:: Text shown

Ahh, disaster movies. One of the staples of a 70’s movie diet. All-star casts screaming and running from at times awesome at times horrible special effects. It must say something about how sick the human mind really is that we actually enjoy watching this much death and destruction. Our movie today, predates the 70’s flood of disaster flicks by a few years. Though it doesn’t have the chock full of celebrities cast, one could see the 1965 film “Crack in the World” as being an early example of the disaster genre.
The film centers around a group of scientists working in an underground facility in Africa. Dr. Stephen Sorensen (Dana Andrews) is the leader of this brain trust, which he has assembled from all corners of the globe. His much younger (and former student of his) wife, Maggie (Janette Scott), is also a part of the team. When we first meet them, the facility is all a buzz due to the visit of some government officials. Sorensen explains to them that they are trying to bring magma from the earth’s core to the surface so it can be tapped as an inexhaustible energy source. Problem is, the team has reached the final layer, separating them from the core, but can not break through. So, they are seeking permission to use a nuclear weapon to break through the final layer. Sorenson believes that the warhead will harmlessly burn through the unbreakable layer.
Conveniently absent from the facility at the time of the meeting, thanks to Sorensen, is his young associate, and Maggie’s former lover, Ted Rampion (Kieron Moore). Rampion does not share Sorenson’s opinion about what effect the warhead will have. With his modestly named “Rampion Theory,” he believe that the atomic weapon will shatter the layer surrounding the core, which will bring about the eventual destruction of the Earth.
Do you really need me to tell you what happens? I’ll do it anyway. Sorenson ends up getting his way, despite Rampion’s attempts to shut him down. Of course, the warhead does cause a “Crack in the World,” which begins to make it’s way across the ocean floor. Soon, small islands are experiencing devastating earthquakes with huge loss of life. Now it’s up to the scientists to stop this before the entire world splits in two. However, Sorenson soon finds it difficult to work on the solution as a cancer-like skin disease he has hidden from his wife is quickly spreading across his body.

::::
:: Stored data

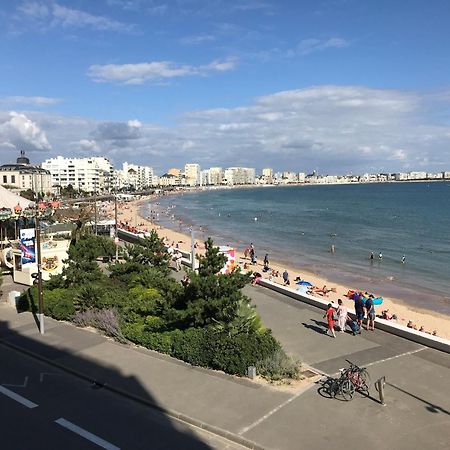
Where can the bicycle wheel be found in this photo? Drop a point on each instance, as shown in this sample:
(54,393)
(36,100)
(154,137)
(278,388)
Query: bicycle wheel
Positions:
(364,378)
(333,388)
(347,390)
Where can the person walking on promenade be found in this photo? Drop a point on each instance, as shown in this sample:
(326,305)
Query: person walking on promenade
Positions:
(266,262)
(330,320)
(342,316)
(370,308)
(177,258)
(359,309)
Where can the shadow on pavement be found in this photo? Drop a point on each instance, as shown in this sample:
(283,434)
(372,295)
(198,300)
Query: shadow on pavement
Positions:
(431,407)
(315,328)
(159,430)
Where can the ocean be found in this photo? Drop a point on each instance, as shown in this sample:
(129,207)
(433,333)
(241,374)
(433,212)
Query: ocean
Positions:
(298,225)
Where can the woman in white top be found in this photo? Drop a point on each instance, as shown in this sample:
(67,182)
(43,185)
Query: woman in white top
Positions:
(342,316)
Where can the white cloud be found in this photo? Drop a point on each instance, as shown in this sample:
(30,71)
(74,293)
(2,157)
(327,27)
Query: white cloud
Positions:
(38,101)
(19,131)
(53,15)
(333,129)
(154,71)
(311,45)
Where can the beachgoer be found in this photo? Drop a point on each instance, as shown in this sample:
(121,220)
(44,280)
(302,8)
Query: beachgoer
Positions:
(266,261)
(330,321)
(359,309)
(177,258)
(370,308)
(256,278)
(342,316)
(252,254)
(286,277)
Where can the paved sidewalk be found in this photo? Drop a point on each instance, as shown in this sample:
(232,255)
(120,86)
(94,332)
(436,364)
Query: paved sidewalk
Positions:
(417,391)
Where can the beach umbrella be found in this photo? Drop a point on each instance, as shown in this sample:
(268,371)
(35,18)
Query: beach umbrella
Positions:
(302,288)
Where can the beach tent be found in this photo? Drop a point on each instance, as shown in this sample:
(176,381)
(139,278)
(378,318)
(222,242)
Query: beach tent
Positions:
(9,200)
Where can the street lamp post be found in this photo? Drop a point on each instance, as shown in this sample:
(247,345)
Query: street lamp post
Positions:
(39,278)
(116,231)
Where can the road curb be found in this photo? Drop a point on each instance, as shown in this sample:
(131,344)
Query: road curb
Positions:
(173,414)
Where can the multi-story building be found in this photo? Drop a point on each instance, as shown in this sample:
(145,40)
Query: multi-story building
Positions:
(239,175)
(172,180)
(174,171)
(92,174)
(192,174)
(215,176)
(139,177)
(23,176)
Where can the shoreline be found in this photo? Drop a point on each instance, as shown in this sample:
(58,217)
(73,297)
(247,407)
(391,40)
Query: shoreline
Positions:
(430,320)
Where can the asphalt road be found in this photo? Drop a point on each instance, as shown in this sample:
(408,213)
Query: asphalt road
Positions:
(44,408)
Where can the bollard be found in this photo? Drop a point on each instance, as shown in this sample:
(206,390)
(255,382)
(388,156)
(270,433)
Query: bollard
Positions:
(379,385)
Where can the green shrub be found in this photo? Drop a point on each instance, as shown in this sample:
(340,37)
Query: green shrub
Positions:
(279,366)
(59,304)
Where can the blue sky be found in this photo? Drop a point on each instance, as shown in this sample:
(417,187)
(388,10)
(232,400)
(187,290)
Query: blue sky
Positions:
(333,85)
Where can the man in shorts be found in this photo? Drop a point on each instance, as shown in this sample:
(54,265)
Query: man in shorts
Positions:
(370,308)
(359,310)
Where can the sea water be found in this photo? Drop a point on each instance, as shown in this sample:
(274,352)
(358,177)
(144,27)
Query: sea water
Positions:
(298,225)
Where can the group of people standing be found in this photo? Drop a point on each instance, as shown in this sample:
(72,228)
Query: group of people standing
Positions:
(341,316)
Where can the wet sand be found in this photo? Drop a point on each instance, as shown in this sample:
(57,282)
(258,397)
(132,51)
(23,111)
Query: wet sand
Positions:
(129,212)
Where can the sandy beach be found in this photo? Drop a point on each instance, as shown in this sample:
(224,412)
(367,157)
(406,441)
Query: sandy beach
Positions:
(128,212)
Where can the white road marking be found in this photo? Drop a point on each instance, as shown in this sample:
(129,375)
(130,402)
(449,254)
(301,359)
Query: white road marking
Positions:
(24,384)
(43,374)
(18,398)
(417,350)
(276,409)
(86,434)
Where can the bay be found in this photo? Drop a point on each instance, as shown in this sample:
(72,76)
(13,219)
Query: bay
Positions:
(298,225)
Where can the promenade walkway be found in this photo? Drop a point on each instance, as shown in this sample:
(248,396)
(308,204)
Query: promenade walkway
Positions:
(417,391)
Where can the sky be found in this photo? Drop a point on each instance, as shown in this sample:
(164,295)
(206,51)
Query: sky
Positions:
(336,86)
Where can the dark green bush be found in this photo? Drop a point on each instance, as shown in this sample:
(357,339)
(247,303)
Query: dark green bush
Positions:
(59,303)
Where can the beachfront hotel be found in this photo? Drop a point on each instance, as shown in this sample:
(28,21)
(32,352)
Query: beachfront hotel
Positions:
(23,176)
(94,174)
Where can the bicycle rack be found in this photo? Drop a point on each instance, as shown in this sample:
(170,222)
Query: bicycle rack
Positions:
(379,386)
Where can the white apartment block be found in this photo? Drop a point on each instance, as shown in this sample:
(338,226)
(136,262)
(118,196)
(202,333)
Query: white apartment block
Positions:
(192,174)
(215,176)
(88,174)
(139,177)
(23,176)
(239,175)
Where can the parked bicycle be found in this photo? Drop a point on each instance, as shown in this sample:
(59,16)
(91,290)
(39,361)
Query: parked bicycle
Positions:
(339,387)
(358,376)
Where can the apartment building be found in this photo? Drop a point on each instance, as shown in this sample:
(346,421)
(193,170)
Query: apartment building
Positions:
(23,176)
(239,175)
(94,174)
(192,174)
(139,177)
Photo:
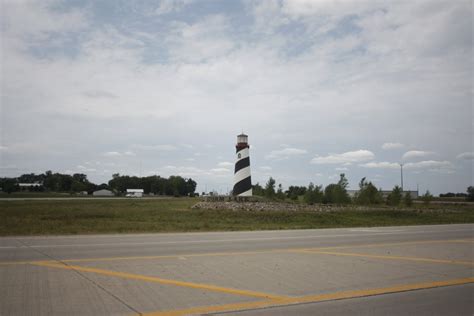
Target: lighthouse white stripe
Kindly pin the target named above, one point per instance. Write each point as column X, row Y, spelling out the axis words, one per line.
column 242, row 174
column 244, row 153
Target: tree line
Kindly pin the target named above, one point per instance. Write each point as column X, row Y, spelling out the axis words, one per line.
column 336, row 193
column 78, row 182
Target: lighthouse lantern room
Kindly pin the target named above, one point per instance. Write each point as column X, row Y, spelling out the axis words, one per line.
column 242, row 178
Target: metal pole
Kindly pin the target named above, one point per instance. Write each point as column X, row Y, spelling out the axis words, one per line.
column 401, row 174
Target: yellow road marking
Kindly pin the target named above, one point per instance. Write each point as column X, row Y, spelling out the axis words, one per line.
column 311, row 298
column 242, row 252
column 163, row 281
column 469, row 263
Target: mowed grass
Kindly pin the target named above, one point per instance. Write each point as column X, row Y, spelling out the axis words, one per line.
column 51, row 217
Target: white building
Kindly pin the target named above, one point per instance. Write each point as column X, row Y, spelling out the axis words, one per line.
column 134, row 193
column 103, row 192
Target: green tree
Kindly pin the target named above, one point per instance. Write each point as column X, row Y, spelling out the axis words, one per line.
column 294, row 191
column 270, row 188
column 427, row 197
column 9, row 185
column 395, row 197
column 279, row 194
column 337, row 193
column 314, row 194
column 258, row 190
column 470, row 193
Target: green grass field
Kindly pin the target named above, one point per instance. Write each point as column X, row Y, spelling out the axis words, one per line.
column 51, row 217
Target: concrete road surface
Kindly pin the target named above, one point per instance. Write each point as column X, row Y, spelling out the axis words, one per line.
column 369, row 271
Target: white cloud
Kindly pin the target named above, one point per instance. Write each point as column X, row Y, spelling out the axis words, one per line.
column 388, row 146
column 112, row 154
column 416, row 154
column 118, row 154
column 381, row 165
column 285, row 153
column 466, row 156
column 164, row 147
column 347, row 157
column 169, row 6
column 432, row 165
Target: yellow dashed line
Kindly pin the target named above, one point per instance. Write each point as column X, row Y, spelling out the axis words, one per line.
column 311, row 298
column 468, row 263
column 163, row 281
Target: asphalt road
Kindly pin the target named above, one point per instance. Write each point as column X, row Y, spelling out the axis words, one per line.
column 370, row 271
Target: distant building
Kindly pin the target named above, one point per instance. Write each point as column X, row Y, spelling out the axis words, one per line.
column 103, row 192
column 134, row 193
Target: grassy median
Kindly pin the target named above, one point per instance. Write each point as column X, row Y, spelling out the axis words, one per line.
column 51, row 217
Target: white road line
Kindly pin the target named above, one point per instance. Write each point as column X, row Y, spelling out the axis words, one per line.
column 229, row 240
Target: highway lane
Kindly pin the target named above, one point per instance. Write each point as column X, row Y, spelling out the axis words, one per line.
column 301, row 271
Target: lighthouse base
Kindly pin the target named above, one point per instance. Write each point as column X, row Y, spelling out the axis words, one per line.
column 246, row 193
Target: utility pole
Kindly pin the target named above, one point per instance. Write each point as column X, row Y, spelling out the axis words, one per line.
column 401, row 175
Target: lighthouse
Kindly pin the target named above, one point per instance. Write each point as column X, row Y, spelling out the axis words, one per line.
column 242, row 180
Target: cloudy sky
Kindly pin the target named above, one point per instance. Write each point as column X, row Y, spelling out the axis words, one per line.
column 163, row 87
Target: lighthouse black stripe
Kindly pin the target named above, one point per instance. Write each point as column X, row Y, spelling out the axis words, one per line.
column 242, row 186
column 241, row 164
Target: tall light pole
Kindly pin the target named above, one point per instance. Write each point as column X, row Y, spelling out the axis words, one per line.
column 401, row 175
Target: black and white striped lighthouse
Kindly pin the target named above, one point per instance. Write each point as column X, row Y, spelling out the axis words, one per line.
column 242, row 180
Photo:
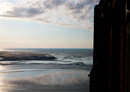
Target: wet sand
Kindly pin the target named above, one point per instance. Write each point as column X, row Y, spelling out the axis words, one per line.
column 44, row 78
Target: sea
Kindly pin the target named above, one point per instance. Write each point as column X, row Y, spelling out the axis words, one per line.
column 64, row 56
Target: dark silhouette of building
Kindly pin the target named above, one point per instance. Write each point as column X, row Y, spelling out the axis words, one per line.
column 111, row 66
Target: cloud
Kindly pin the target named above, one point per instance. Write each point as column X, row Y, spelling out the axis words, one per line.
column 69, row 13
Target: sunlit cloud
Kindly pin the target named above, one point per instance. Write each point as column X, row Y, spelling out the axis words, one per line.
column 68, row 13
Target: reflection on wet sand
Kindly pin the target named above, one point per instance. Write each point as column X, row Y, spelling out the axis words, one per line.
column 43, row 80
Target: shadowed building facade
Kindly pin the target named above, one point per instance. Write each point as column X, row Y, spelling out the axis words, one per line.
column 111, row 66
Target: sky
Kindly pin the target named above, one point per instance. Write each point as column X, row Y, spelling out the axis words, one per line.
column 46, row 23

::::

_Work instructions_
A – Return the passage of the Crack in the World review from "Do you really" up to and including "across his body.".
B – List every actor that the Crack in the World review names.
C – Continue the Crack in the World review from its final sentence.
The listing above comes from a separate source.

_Per-task outputs_
A –
Do you really need me to tell you what happens? I’ll do it anyway. Sorenson ends up getting his way, despite Rampion’s attempts to shut him down. Of course, the warhead does cause a “Crack in the World,” which begins to make it’s way across the ocean floor. Soon, small islands are experiencing devastating earthquakes with huge loss of life. Now it’s up to the scientists to stop this before the entire world splits in two. However, Sorenson soon finds it difficult to work on the solution as a cancer-like skin disease he has hidden from his wife is quickly spreading across his body.

B – Dana Andrews, Janette Scott, Kieron Moore

C –
“Crack in the World” represents an interesting middle ground between the sci-fi movies of the 50’s and the disaster flicks of the 70’s. A major component of the story is the atomic-age arrogance that was often seen as a plot device in the 50’s. It’s our use of atomic weapons that brought about various mutant monsters…space aliens concerned with our dangerous progress…heck, even Godzilla! So, here we are bringing about our own destruction again by breaking our own planet apart with a nuke.
The story has an interesting premise, and the setup had me anticipating some big time on-screen destruction. Unfortunately, there are some missed opportunities. When the destruction begins, we don’t get to experience any of it. Our heroes spend most of their time tucked away in their underground lab…so when earthquakes start to strike, we hear about it as they do, via a TV broadcast, employing a bunch of stock footage. The opportunity for a bunch of dramatic disaster footage is wasted. Perhaps it was due to limited resources, since there is some exciting footage involving miniatures, flames, falling rocks…all the elements of a disaster movie…but it’s saved for the film’s finale.
I guess “Crack in the World” had all the right elements, and it is an enjoyable film, but it just doesn’t go quite far enough. Sorenson’s disease plays a part in the story, but it’s never really explained. I kept wanting it to be a result of some of his experiments. The love triangle works to some degree, but could’ve brought so much more tension. Why not have Sorenson be so consumed with jealousy that he sabotage’s Rampion’s equipment when he’s dangling over that pit of flaming hot magma…instead Sorenson is stuck back in the lab.
The film ends well, and I think that leaves the viewer feeling somewhat satisfied with the experience. But as you go back and think about it, you realize what was lacking. It’s still a fun film, though…if you consider the destruction of the Earth fun, that is.